### Task instructions
Format every line of the rows below as a JSON list of strings, one string per line, leaving out blank lines and the pictures.

─── Data for processing ───

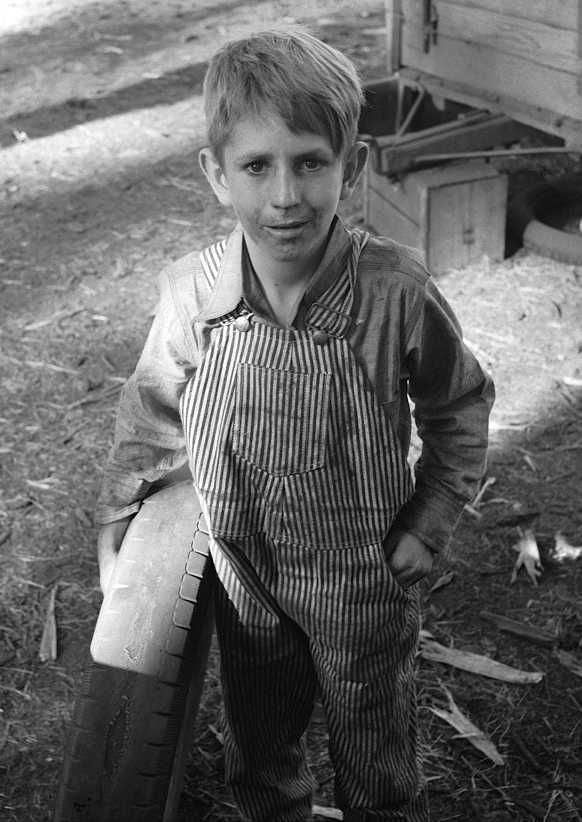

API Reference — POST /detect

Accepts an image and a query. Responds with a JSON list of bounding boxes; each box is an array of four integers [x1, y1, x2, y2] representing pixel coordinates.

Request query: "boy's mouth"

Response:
[[265, 220, 307, 234]]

───

### Response
[
  "API Reference — POST /detect",
  "Accepts an image and a query. Responds with a JSON list of bounding boxes; each box is an array of four integers [x1, y1, x2, y2] representing pixel coordinates.",
  "Request query: \"boy's mouth\"",
  "Response:",
  "[[265, 220, 307, 234]]"
]